--- EXERCISE DIRECTIONS ---
Rewrite each line of the items below as a JSON list of strings, one string per line, skipping any blank lines.
+++
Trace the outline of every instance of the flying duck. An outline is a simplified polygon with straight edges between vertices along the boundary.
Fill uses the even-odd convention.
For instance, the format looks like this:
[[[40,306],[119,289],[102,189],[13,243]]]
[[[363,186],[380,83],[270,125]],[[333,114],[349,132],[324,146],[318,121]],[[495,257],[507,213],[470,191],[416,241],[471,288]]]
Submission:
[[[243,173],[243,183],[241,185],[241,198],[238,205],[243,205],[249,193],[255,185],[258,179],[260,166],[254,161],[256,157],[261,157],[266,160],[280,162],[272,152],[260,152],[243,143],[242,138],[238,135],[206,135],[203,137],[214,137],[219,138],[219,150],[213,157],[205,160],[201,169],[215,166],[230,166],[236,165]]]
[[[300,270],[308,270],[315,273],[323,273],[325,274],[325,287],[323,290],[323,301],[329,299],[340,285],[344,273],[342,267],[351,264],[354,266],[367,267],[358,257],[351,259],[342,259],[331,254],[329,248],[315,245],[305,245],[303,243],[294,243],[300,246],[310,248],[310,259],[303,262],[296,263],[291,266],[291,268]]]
+++
--- RESULT BELOW ---
[
  "Trace the outline of every instance of the flying duck. An outline is a simplified polygon with straight edges between vertices along the boundary.",
  "Fill uses the even-odd convention.",
  "For instance, the format looks like this:",
  "[[[40,306],[119,289],[102,189],[13,243]]]",
  "[[[363,186],[380,83],[270,125]],[[333,114],[349,132],[324,146],[318,121]],[[495,257],[507,213],[470,191],[416,241],[471,288]]]",
  "Submission:",
  "[[[243,173],[243,183],[241,185],[241,198],[238,205],[243,205],[249,193],[255,185],[258,179],[260,166],[254,161],[256,157],[261,157],[266,160],[280,162],[272,152],[260,152],[243,143],[242,138],[238,135],[206,135],[203,137],[214,137],[219,138],[219,150],[213,157],[205,160],[201,169],[215,166],[230,166],[236,165]]]",
  "[[[300,270],[308,270],[315,273],[323,273],[325,274],[325,287],[323,290],[323,301],[329,299],[340,285],[344,273],[342,267],[351,264],[354,266],[367,267],[358,257],[351,259],[342,259],[331,254],[329,248],[315,245],[305,245],[303,243],[294,243],[300,246],[310,248],[310,259],[303,262],[296,263],[291,266],[291,268]]]"
]